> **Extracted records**
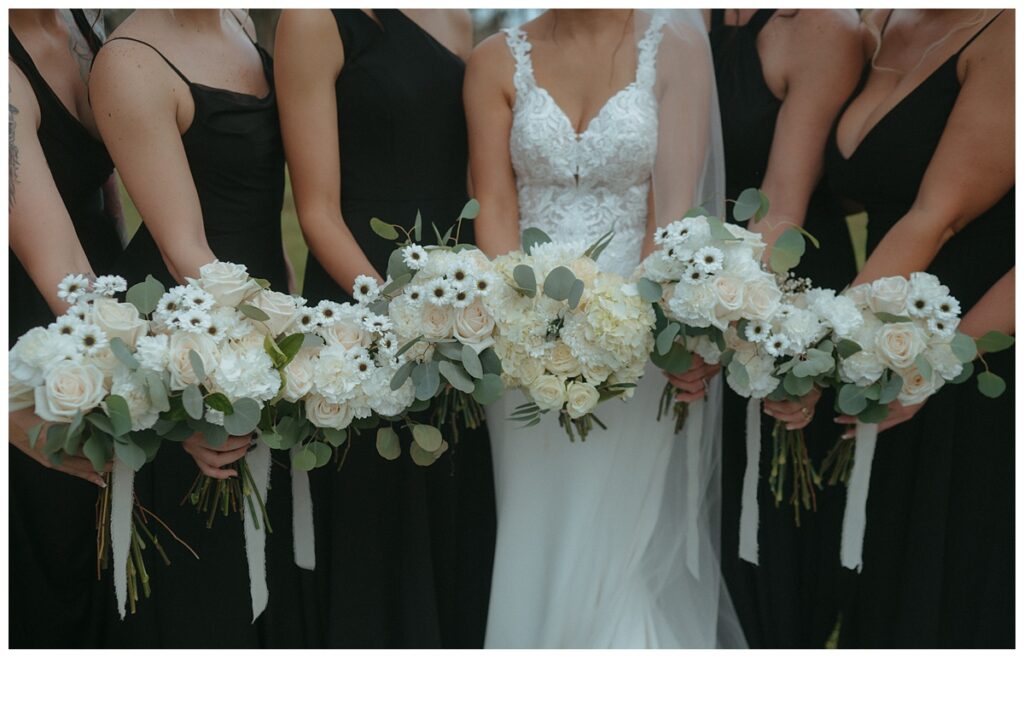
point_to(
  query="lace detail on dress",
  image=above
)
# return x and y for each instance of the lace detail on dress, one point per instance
(580, 186)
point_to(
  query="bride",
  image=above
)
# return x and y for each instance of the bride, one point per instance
(583, 122)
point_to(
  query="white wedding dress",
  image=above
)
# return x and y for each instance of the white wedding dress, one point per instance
(594, 545)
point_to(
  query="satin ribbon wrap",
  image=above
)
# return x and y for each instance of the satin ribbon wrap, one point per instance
(855, 516)
(749, 513)
(259, 466)
(302, 517)
(122, 494)
(693, 431)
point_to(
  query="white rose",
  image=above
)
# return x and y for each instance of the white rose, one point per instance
(761, 300)
(889, 295)
(131, 387)
(228, 283)
(179, 363)
(281, 308)
(916, 387)
(71, 387)
(348, 334)
(562, 363)
(548, 392)
(299, 375)
(729, 293)
(436, 322)
(861, 369)
(324, 414)
(581, 399)
(900, 343)
(119, 319)
(474, 326)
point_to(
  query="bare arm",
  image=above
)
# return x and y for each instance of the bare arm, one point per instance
(141, 110)
(995, 309)
(488, 97)
(822, 66)
(973, 167)
(41, 233)
(308, 57)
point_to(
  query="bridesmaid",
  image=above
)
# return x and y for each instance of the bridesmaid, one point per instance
(371, 109)
(186, 105)
(938, 99)
(62, 218)
(782, 77)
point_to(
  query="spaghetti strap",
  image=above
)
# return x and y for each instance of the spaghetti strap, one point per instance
(980, 31)
(157, 51)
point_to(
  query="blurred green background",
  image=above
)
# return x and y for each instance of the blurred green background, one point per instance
(485, 23)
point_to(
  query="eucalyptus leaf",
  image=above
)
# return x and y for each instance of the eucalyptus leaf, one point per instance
(192, 399)
(117, 409)
(456, 376)
(488, 389)
(388, 444)
(244, 419)
(990, 385)
(122, 353)
(382, 228)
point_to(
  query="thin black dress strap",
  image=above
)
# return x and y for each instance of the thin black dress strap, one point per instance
(759, 19)
(87, 30)
(157, 51)
(980, 31)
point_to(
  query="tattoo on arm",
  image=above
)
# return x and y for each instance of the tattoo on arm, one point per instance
(12, 157)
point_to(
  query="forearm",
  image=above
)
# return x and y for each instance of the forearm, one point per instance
(909, 247)
(334, 246)
(994, 311)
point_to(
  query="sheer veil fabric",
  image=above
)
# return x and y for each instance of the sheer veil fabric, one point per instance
(613, 542)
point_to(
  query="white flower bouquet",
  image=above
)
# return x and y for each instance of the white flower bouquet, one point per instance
(568, 335)
(81, 377)
(439, 299)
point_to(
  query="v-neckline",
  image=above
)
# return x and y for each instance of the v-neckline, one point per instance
(561, 112)
(928, 79)
(77, 122)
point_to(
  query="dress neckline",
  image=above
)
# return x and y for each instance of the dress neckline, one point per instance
(632, 85)
(953, 58)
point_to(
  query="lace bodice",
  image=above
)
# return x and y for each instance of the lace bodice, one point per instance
(579, 186)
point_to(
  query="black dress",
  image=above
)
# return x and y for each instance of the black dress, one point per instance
(236, 156)
(790, 599)
(54, 600)
(403, 554)
(939, 546)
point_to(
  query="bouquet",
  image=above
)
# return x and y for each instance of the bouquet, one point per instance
(568, 335)
(80, 375)
(905, 348)
(439, 299)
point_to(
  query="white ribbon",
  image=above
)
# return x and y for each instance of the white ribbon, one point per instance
(855, 516)
(259, 466)
(122, 494)
(693, 431)
(302, 517)
(752, 475)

> **INSTRUCTIONS TO FOLLOW**
Your job is to transcribe the entries above exactly; skip the pictures.

> **RESULT FOR THIS TASK**
point_to(
  query="lace detail on dress",
  image=above
)
# return x and y for each instance of the lace detail on dress, one point per instance
(580, 186)
point_to(
  query="bride",
  image=above
)
# return x and y for each instance of the bride, one point per instance
(583, 122)
point_to(
  query="white wedding dress",
  image=above
)
# return x and y for each instance of the white wedding dress, one point per instance
(594, 545)
point_to(
  query="satin ribbon wrap",
  image=above
)
# return x and y for each instance of the satin ribbon wrap, one point per instance
(855, 516)
(749, 513)
(259, 466)
(302, 517)
(122, 494)
(693, 431)
point_to(
  query="white rose",
  image=above
)
# return x and y for each instance of the white rose, one point per instance
(761, 300)
(889, 295)
(131, 387)
(228, 283)
(179, 363)
(281, 308)
(916, 387)
(71, 387)
(348, 334)
(562, 363)
(548, 392)
(299, 375)
(729, 293)
(436, 322)
(861, 369)
(324, 414)
(581, 399)
(900, 343)
(119, 319)
(474, 326)
point_to(
  query="bare arm",
  image=above
)
# return x and y for each instance of the bare arm, one point per instance
(141, 110)
(995, 309)
(488, 97)
(822, 66)
(973, 167)
(41, 233)
(308, 57)
point_to(
  query="bridesmaid",
  image=above
)
# return x and y for each instance of the bridesmaid, one point per instance
(371, 109)
(186, 105)
(938, 99)
(62, 218)
(782, 77)
point_to(
  query="spaghetti strap",
  image=above
)
# return x and y for each instance of the spaghetti strap, one point per instance
(980, 31)
(157, 51)
point_to(
  query="blurred green background",
  image=above
)
# return x and y for each instance of the blurred green background, one point per instance
(485, 23)
point_to(
  query="eucalyptus leaf",
  image=above
)
# return x and y for each instance of the eucalyptus leaf, one point per instance
(192, 399)
(117, 409)
(456, 376)
(488, 389)
(388, 444)
(244, 419)
(990, 385)
(122, 353)
(382, 228)
point_to(
  query="thin black dress strap",
  image=above
)
# return x and y for each instance of the thin black dress strap, one point per instance
(759, 19)
(87, 30)
(157, 51)
(980, 31)
point_to(
  query="tattoo on arm",
  image=above
)
# return x and y for each instance of the tattoo on arm, one point per instance
(12, 157)
point_to(
  query="forearm",
  image=above
)
# return x and y for each instance of the forearm, one point per instance
(909, 247)
(334, 246)
(994, 311)
point_to(
  query="sheer veil fabric",
  image=above
)
# return x and y for each instance of the sheer veil fabric, one point per instance
(613, 542)
point_to(
  query="white flower bouquet",
  image=above
)
# return x and y for each instance of the white flower bouquet, one point per instance
(568, 335)
(81, 377)
(439, 299)
point_to(
  query="v-neckline",
  image=above
)
# return x and y for each instance of the v-neckline, one point per instance
(561, 112)
(928, 79)
(77, 122)
point_to(
  query="dress neckline",
  image=above
)
# return x and y for each instance of the dress neckline, one point per instance
(632, 85)
(953, 58)
point_to(
  query="lace bodice",
  image=above
)
# return x and y for each instance of the lace bodice, one point per instance
(579, 186)
point_to(
  query="black dress",
  image=above
)
# return x and y for each instance of the black dress, one point per instance
(236, 156)
(790, 599)
(54, 600)
(403, 554)
(939, 546)
point_to(
  query="bouquet",
  image=above
)
# return x and y for each instance of the bouquet, one point per instance
(568, 335)
(80, 375)
(905, 348)
(439, 299)
point_to(
  query="white ribbon",
  image=above
)
# return x and y for each instance of the white ribbon, one point per instance
(855, 516)
(259, 466)
(122, 494)
(693, 431)
(302, 517)
(752, 475)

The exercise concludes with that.